Sobre lábios, lábias e Luiza

"e por falar em paixão, em razão de viver, você bem que podia me aparecer..."

Vinícius de Moraes

depois de duas generosas taças de vinho do Porto e de uma inspiradora conversa sobre o assunto, resolvi tomar coragem de escrever, de uma vez por todas. sobre o quê? é claro que é sobre uma mulher, como sempre. aliás, nesse caso, uma menina, na época uma menina. Luiza. Com Z, o que a faz um pouco mais única que as demais luisas que existem por aí.

eu, com onze anos de idade, nunca tinha sentido o peito queimar, nunca tinha suado frio, nunca tinha gaguejado por ninguém. por mais que eu apague um cigarro numa taça de vinho vazia, eu me sinto como aquele menino novamente. o mesmo jeito, querendo fazer pose e falar como adulto. o menino que tirava boas notas mas conversava demais, e que de repente ficava quieto. na hora da chamada a professora falava "Luiza Carvalho", e eu estremecia o corpo todo. aquela menina que sentava duas cadeiras na minha frente balançava a cabeça ao levantar o braço e respondia "presente". esse movimento todo pra mim durava umas duas horas. sem saber como ou porque, eu degustava lentamente esse momento. aquele pescoço bronzeadinho de Guarapari, aquele cabelo castanho impecável de propaganda de shampoo, longo. aquele bracinho plácido com seu movimento... presente.

ela se virava de lado pra falar com sua amiga Gabriela. e eu ficava roxo, rosa, vermelho, azul, ria, ia no banheiro quando ela dava a menor olhada de lado pra mim, falando com a amiga. não sabia se corria pra ela ou pro outro lado, só sabia que precisava muito correr. formamos duplas. eu, ela, Gabriela e Artur, um amigo meu - que gostava da Gabriela. a proximidade com aquela menina me provocava um frio e tamanha tremedeira, nas primeiras vezes, que só senti de novo há 0º em Gramado e com outra menina alguns anos depois. mas fingi que estava tudo bem e desenvolvi tudo o que eu poderia saber sobre o "trabalho". ela ria nervosa igual a mim. seus olhos castanhos e sua boquinha rosada tinham o vício de procurarem meus olhos, e vice-versa. esse brilho rápido entre conversas triviais me marcou pelo resto da vida como um sinal de que "tudo está caminhando pra onde eu quero".

os trabalhos passaram a ser todos os dias. todas as duplas eram nós dois. ela era, no começo, a menina da frente, calminha, quietinha. continuava com as boas notas, mas já estava conversando demais. a professora disse que antes de me conhecer ela não era assim. ouvi isso de amigas de garotas muitas vezes depois, durante minha vida. habituei-me a Luiza. mas não poderia jamais perdê-la (o nascimento da paranóia): tinha que ser homem o suficiente pra me declarar e conseguir um beijo. o tempo era curto. sentia ciúmes de todos meus amigos. céus, e se alguém da rua dela... o que fazer? era amor mesmo, como tudo que já tinha ouvido falar até então provava! era aquele, meu Deus, o amor da minha vida, o eterno amor de fogo!
※ ※ ※
### [Exercício escrito]
Transcreva sem alterações o segmento do relato sobre Luiza, acima, que vai de "depois de duas" a "existem por aí.".

### [Material fornecido]
※ ※ ※
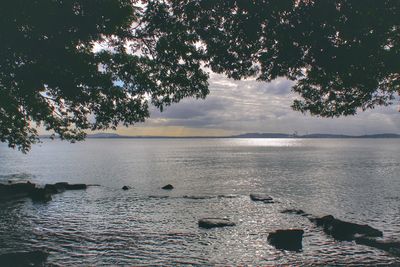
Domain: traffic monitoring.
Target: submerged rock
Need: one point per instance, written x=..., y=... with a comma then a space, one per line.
x=22, y=259
x=40, y=194
x=167, y=187
x=288, y=239
x=261, y=197
x=215, y=222
x=197, y=197
x=295, y=211
x=390, y=246
x=17, y=190
x=342, y=230
x=51, y=188
x=62, y=186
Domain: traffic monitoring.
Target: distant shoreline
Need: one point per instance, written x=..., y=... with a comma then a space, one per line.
x=247, y=135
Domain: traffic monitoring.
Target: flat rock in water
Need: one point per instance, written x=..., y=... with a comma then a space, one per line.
x=261, y=197
x=197, y=197
x=215, y=222
x=167, y=187
x=66, y=186
x=288, y=239
x=391, y=246
x=342, y=230
x=40, y=194
x=294, y=211
x=17, y=190
x=16, y=259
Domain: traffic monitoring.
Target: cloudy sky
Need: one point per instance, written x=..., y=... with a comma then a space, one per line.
x=235, y=107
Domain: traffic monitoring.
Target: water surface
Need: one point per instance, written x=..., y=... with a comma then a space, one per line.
x=353, y=179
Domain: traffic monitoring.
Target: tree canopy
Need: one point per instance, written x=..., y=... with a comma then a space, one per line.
x=76, y=65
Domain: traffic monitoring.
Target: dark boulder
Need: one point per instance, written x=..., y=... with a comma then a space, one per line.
x=40, y=194
x=390, y=246
x=261, y=197
x=294, y=211
x=209, y=223
x=51, y=188
x=17, y=190
x=288, y=239
x=342, y=230
x=23, y=259
x=167, y=187
x=197, y=197
x=62, y=186
x=76, y=187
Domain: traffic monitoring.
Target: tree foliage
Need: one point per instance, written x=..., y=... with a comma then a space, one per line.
x=73, y=65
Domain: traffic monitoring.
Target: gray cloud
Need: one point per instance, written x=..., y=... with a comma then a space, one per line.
x=252, y=106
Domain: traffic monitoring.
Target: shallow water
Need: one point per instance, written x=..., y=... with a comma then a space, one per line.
x=353, y=179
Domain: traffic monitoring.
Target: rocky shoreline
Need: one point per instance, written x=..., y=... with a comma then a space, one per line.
x=283, y=239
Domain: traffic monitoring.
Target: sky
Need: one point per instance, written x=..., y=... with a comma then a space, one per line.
x=235, y=107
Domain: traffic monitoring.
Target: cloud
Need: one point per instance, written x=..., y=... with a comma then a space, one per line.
x=251, y=106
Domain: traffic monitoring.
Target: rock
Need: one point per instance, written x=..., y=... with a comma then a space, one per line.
x=167, y=187
x=17, y=190
x=215, y=222
x=390, y=246
x=22, y=259
x=289, y=239
x=294, y=211
x=261, y=197
x=342, y=230
x=76, y=187
x=62, y=186
x=197, y=197
x=40, y=194
x=51, y=188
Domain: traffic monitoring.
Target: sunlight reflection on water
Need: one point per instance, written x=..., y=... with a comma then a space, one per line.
x=355, y=180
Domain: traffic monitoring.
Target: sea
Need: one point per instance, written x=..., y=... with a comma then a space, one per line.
x=356, y=180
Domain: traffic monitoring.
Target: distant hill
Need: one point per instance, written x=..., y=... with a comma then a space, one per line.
x=261, y=135
x=317, y=135
x=245, y=135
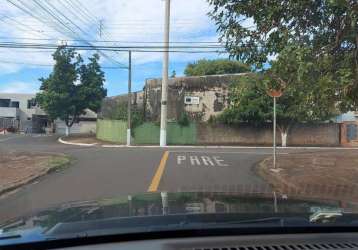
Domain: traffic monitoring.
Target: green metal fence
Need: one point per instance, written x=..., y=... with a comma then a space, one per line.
x=112, y=130
x=146, y=133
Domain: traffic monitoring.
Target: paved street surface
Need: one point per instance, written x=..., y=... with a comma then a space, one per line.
x=98, y=172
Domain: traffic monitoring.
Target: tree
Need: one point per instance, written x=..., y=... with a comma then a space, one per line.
x=71, y=87
x=215, y=67
x=308, y=96
x=255, y=30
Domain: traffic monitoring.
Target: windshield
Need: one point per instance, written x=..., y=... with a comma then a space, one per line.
x=122, y=116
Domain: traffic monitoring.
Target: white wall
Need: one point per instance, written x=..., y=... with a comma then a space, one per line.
x=83, y=127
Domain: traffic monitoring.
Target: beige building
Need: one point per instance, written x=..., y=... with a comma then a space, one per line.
x=199, y=96
x=21, y=112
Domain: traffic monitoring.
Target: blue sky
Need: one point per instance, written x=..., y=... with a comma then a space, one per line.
x=122, y=20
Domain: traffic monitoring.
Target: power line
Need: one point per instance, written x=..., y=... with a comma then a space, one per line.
x=107, y=47
x=53, y=15
x=44, y=65
x=41, y=47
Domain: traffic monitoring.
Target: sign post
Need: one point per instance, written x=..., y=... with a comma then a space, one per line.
x=274, y=94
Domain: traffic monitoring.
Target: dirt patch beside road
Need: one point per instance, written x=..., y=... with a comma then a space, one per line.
x=326, y=175
x=17, y=169
x=84, y=139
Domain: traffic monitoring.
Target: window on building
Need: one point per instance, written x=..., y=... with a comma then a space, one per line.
x=15, y=104
x=31, y=103
x=5, y=103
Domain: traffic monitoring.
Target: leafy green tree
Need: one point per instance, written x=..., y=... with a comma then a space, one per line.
x=308, y=96
x=255, y=30
x=215, y=67
x=71, y=87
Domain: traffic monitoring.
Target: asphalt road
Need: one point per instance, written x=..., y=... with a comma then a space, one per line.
x=98, y=172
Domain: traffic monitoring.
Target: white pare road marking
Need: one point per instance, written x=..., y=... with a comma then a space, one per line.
x=204, y=160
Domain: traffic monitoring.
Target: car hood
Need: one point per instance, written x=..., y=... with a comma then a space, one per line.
x=132, y=208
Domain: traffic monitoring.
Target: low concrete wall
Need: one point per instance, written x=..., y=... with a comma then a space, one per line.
x=83, y=127
x=324, y=134
x=327, y=134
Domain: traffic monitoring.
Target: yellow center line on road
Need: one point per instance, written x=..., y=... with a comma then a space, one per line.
x=158, y=174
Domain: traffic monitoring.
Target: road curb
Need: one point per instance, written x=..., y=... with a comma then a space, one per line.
x=76, y=143
x=199, y=147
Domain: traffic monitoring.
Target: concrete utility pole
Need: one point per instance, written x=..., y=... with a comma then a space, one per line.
x=129, y=98
x=163, y=111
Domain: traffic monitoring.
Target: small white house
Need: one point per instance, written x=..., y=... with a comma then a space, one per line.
x=85, y=125
x=21, y=112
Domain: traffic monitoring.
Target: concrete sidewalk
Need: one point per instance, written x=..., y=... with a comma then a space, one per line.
x=89, y=142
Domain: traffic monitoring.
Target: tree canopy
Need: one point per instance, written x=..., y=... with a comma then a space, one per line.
x=215, y=67
x=308, y=96
x=72, y=86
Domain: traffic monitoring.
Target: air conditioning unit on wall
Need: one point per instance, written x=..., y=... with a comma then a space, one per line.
x=192, y=100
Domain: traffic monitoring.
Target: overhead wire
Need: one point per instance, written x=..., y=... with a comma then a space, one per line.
x=54, y=16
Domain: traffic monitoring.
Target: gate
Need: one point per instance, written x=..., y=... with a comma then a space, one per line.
x=351, y=132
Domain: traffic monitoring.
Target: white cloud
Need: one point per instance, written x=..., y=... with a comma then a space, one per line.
x=123, y=20
x=19, y=87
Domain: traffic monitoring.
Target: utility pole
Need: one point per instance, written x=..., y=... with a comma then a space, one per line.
x=100, y=28
x=274, y=94
x=129, y=97
x=274, y=132
x=164, y=101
※ ※ ※
### [O resultado]
depois de duas generosas taças de vinho do Porto e de uma inspiradora conversa sobre o assunto, resolvi tomar coragem de escrever, de uma vez por todas. sobre o quê? é claro que é sobre uma mulher, como sempre. aliás, nesse caso, uma menina, na época uma menina. Luiza. Com Z, o que a faz um pouco mais única que as demais luisas que existem por aí.